TASK REQUIREMENTS: Please copy out the lines below, substituting "coat" for every occurrence of "jacket" and leaving everything else unchanged.

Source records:
************
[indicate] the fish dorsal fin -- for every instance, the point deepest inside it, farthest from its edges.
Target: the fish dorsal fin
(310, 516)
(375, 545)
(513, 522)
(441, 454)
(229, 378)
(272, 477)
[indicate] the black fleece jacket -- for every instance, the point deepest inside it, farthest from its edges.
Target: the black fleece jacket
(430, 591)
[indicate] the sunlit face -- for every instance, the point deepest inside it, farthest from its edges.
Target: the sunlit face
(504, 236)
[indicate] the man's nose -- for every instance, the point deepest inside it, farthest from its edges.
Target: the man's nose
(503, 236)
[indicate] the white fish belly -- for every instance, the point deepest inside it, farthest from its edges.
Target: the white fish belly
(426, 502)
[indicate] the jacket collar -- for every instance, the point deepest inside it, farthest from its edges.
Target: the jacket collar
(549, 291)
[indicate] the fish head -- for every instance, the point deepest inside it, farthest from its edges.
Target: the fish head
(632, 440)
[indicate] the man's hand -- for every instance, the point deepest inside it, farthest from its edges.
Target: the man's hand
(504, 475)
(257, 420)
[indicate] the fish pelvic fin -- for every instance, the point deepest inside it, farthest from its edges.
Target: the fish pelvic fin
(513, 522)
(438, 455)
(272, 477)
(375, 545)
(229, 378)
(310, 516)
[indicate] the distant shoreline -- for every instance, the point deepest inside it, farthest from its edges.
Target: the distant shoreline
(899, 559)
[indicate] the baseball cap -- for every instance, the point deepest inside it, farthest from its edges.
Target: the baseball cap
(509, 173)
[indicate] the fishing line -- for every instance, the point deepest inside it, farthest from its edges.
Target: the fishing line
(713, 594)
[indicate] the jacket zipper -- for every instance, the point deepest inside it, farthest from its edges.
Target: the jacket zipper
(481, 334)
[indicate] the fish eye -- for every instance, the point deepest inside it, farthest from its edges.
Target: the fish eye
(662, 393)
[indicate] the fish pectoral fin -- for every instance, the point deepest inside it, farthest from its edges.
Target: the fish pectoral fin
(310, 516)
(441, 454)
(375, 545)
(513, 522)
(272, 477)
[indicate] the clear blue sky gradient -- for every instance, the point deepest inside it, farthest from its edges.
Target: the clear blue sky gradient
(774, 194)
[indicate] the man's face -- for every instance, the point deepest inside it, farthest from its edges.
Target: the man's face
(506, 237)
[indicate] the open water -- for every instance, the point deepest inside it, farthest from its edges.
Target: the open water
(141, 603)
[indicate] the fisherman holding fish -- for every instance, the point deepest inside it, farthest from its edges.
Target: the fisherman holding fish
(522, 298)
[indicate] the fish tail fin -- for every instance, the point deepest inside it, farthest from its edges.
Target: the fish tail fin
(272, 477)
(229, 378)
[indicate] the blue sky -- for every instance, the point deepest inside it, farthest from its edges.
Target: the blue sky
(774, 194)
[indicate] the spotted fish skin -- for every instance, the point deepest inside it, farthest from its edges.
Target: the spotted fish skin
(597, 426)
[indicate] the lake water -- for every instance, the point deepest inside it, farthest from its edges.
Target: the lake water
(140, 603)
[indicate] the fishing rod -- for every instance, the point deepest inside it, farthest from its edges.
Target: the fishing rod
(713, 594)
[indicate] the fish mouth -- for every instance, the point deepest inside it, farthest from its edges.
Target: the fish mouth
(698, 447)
************
RESULT:
[indicate] the fish dorsal fin -- for every instance, the point deepest inside it, farthest from its edges.
Target: the fish dorsal fin
(310, 516)
(375, 545)
(513, 522)
(441, 454)
(229, 378)
(272, 477)
[indicate] the black fleece coat -- for every instance, the point deepest inside it, farthest from its edges.
Target: the black fleece coat
(430, 591)
[indicate] the sunlit face -- for every instance, the point deepest inside it, farthest from its edges.
Target: the sunlit face
(504, 236)
[indicate] the man's nose -- for every instance, the point deepest inside it, farthest from its edges.
Target: the man's nose
(503, 236)
[indicate] the white fish belly -- for every instance, the point deepest inside it, farthest from its edges.
Target: the white fish belly
(426, 502)
[indicate] the coat collar -- for every instance, the point deepest inside it, farthest from its edges.
Target: the coat collar
(549, 291)
[indicate] the fish head -- for every instance, the point deepest inside it, farthest from its edges.
Target: the fish head
(632, 440)
[indicate] the man's hand -- for every instance, the point deepest inside it, farthest from its edges.
Target: the man's hand
(504, 475)
(257, 420)
[indicate] the fish pelvic fin -- for every instance, the point deepest inside it, farthest from its edges.
Target: the fish pelvic fin
(513, 522)
(438, 455)
(272, 477)
(375, 545)
(229, 378)
(310, 516)
[indicate] the distant shoreline -- for every instance, the point deepest inside it, farthest from its edges.
Target: the distant shoreline
(899, 559)
[indicate] the baseball cap -- for every instance, the point deepest inside it, farthest from its edges.
Target: the baseball cap
(509, 173)
[indicate] the fishing line -- for every instance, the point deepest inside it, farthest from its edges.
Target: the fishing line
(713, 594)
[indicate] the coat zipper -- for every instance, the point deepest inside it, farthest from its edges.
Target: the coat zipper
(481, 334)
[indicate] the fish eye -- for every instance, the point deepest inside it, farthest from its edges.
Target: the fish eye
(662, 393)
[indicate] the fish pectoral fin -- for every instance, the point deepest inside it, farthest from its edges.
Target: the fish pectoral fin
(310, 516)
(441, 454)
(375, 545)
(513, 522)
(272, 477)
[indicate] the clear blue sky gradient -- for every instance, the point deepest inside it, farthest from its edges.
Target: the clear blue sky gradient
(774, 194)
[indicate] the man's face -- for every instance, the point deepest inside it, farthest from its edges.
Target: the man's face
(506, 237)
[indicate] the open water -- for every instance, the point deepest inside it, farthest from its edges.
Target: the open water
(141, 603)
[indicate] the fisherman holding fish -- for every instance, the point deepest inside it, farthest from its edges.
Target: the fisherman holding fish
(522, 298)
[indicate] the fish tail fin -- for every instance, the point deepest inside it, farthest from its edges.
Target: the fish tail fin
(272, 477)
(229, 378)
[indicate] the blue sky -- for every instance, the point deepest inside it, farthest from its edges.
Target: the blue sky
(774, 194)
[indicate] the spotted fish skin -- for every instance, the point deepest inside it, farthest from its edges.
Target: the spotted fish skin
(597, 426)
[indicate] the lake water -- for every instance, the point deepest inside it, farthest from its edges.
Target: the lake water
(140, 603)
[indicate] the fishing rod -- for every instance, the point deepest inside it, farthest from its edges.
Target: the fishing rod
(713, 594)
[indicate] the fish mouth -- for every instance, the point deepest inside it, farthest from its edges.
Target: the fish mouth
(698, 447)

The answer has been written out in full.